> [Problem to work on]
Every line from the one that contains "hey quick one — find the lace sleeve" to the end of the records must be restated word for word. No other line belongs in the answer.

[Collected data entries]
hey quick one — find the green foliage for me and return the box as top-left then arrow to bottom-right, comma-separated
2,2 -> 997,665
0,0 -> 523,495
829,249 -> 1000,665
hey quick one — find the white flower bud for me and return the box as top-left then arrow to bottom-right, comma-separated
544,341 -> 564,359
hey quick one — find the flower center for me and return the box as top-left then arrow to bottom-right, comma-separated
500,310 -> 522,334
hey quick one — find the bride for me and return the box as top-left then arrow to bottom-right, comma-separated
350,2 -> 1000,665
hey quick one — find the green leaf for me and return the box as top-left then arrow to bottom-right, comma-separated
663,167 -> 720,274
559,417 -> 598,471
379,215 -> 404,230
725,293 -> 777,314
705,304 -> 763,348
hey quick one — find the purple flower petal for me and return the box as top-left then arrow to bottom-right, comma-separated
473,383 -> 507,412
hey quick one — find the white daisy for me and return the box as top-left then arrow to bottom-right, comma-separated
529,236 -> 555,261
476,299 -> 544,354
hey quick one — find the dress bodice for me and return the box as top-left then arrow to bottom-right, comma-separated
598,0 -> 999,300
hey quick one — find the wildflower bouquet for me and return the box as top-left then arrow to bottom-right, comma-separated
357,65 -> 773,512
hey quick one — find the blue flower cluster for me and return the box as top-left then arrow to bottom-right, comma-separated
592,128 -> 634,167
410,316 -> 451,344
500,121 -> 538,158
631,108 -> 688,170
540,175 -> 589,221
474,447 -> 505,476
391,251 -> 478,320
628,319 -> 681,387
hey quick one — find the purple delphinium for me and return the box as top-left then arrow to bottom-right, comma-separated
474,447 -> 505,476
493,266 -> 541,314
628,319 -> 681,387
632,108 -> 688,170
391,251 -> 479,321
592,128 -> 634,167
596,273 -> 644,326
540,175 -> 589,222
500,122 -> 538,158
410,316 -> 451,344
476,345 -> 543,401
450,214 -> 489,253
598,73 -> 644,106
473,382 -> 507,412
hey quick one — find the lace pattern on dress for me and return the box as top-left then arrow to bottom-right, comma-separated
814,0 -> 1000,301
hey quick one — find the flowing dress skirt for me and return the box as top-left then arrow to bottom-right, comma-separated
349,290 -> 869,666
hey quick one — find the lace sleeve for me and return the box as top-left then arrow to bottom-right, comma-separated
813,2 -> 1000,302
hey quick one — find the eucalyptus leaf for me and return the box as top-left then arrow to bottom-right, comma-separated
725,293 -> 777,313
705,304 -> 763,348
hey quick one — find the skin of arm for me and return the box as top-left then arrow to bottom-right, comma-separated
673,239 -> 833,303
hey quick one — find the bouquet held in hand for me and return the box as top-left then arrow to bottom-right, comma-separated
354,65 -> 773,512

> [Solution to the problem]
hey quick one — find the lace sleeve for me and return the box as top-left then arrow to bottom-right, comma-separated
813,2 -> 1000,302
hey quick one — find the eucalyptus leaf for me and return the box as top-left then arrow to bottom-right, comma-separated
725,293 -> 777,313
705,304 -> 763,348
hey quick one — find the skin of arm for me and return the box as top-left then arrow to bottom-right, comma-separated
673,239 -> 833,303
hey quick one — find the bouquet held in hand for me and return the box as top-left then arrow to bottom-right, comma-separated
354,65 -> 773,512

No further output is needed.